Problem to solve –
Could you copy exactly the lines below, beginning at the line with "positive clicks: (74, 69)" and stopping after the line with "box: [1, 273, 69, 300]", with no pictures?

Records for the exercise –

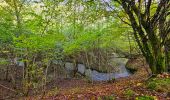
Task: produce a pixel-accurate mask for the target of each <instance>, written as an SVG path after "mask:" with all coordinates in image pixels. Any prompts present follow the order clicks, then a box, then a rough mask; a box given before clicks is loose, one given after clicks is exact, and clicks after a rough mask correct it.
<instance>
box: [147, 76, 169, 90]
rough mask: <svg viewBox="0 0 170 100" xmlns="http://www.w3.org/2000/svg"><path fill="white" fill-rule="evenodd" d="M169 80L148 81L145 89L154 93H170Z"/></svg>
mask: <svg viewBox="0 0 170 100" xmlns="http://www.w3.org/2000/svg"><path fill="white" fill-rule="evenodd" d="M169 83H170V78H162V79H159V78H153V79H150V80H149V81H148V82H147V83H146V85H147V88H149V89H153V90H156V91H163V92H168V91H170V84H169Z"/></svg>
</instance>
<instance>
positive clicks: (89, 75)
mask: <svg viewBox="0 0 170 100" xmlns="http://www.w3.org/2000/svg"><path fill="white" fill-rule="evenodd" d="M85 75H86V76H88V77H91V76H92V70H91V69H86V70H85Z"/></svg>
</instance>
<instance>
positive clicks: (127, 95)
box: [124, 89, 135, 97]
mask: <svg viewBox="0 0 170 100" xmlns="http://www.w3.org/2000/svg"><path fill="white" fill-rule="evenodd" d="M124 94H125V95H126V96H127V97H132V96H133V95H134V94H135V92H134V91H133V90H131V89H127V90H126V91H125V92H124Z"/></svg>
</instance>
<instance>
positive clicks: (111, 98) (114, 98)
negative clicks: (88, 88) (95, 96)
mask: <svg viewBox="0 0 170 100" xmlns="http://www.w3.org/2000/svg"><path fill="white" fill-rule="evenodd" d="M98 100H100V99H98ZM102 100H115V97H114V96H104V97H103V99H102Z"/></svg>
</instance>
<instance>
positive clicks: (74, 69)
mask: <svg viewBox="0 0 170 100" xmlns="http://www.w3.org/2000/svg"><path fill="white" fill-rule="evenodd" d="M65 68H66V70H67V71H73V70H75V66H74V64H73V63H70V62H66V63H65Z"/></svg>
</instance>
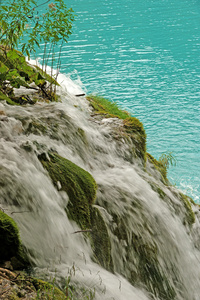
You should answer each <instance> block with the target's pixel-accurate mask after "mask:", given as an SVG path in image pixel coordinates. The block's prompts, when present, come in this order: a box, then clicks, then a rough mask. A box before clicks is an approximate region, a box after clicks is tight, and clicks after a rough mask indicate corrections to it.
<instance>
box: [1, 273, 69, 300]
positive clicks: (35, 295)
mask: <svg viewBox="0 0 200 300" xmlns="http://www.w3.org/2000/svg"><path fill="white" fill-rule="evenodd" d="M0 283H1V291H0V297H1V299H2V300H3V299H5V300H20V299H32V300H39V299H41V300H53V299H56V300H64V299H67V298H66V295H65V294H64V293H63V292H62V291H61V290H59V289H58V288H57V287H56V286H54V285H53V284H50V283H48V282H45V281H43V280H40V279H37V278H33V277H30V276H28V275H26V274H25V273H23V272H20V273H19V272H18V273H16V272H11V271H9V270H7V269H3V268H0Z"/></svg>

Task response –
positive clicks: (74, 69)
mask: <svg viewBox="0 0 170 100" xmlns="http://www.w3.org/2000/svg"><path fill="white" fill-rule="evenodd" d="M65 68H66V70H67V71H73V70H75V66H74V64H73V63H70V62H66V63H65Z"/></svg>
</instance>
You should answer each <instance> block with the target's pixel-accurate mask after "mask:", given as an SVG path in image pixel coordinates. The block's prompts, when present, come in this order: a box, then clicks, then a rough mask. A box before clicks is an approximate region, a box after clicks is tight, and clicks after a rough mask indicate corrections to it.
<instance>
box: [1, 273, 69, 300]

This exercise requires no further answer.